__Task statement__: Write out the entries below again, leaving out the pictures, and swap every "instance" for "object", keeping everything else the same.
=== Data ===
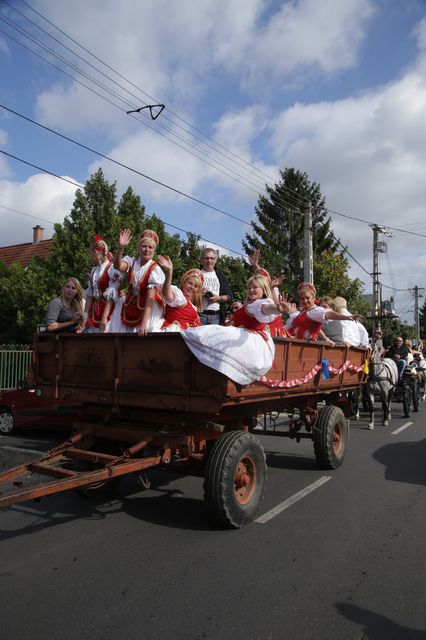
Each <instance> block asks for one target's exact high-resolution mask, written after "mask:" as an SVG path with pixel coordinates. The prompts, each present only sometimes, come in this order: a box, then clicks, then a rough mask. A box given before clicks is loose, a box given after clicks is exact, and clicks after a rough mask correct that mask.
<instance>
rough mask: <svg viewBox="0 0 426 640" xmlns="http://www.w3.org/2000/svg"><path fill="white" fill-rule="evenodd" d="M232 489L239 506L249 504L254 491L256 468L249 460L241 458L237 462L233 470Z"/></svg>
mask: <svg viewBox="0 0 426 640" xmlns="http://www.w3.org/2000/svg"><path fill="white" fill-rule="evenodd" d="M234 488H235V498H236V500H237V502H238V503H239V504H247V503H249V502H250V500H251V498H252V496H253V493H254V491H255V489H256V466H255V464H254V461H253V460H252V459H251V458H249V457H247V458H242V459H241V460H240V461H239V463H238V466H237V468H236V470H235V476H234Z"/></svg>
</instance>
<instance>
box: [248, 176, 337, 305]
===
__Finished task__:
Each <object> block asks for one target's exact high-resolution mask, written after "mask:" as an SVG path with pixel coordinates. The prompts, each present only sometimes, come in this order: a box, then clicks, then a rough mask. A box given before clicks is loose, a box given after clicks is exact, and clicks after a rough mask correct that mask.
<object>
rough mask: <svg viewBox="0 0 426 640" xmlns="http://www.w3.org/2000/svg"><path fill="white" fill-rule="evenodd" d="M232 489L239 506L249 504L254 491L256 468L249 460L241 458L237 462L233 470Z"/></svg>
mask: <svg viewBox="0 0 426 640" xmlns="http://www.w3.org/2000/svg"><path fill="white" fill-rule="evenodd" d="M234 488H235V498H236V500H237V502H238V503H239V504H247V503H249V502H250V500H251V498H252V496H253V493H254V491H255V489H256V466H255V464H254V461H253V460H252V459H251V458H249V457H247V458H242V459H241V460H240V461H239V463H238V466H237V468H236V470H235V476H234Z"/></svg>
</object>
<object>
box: [248, 176, 337, 305]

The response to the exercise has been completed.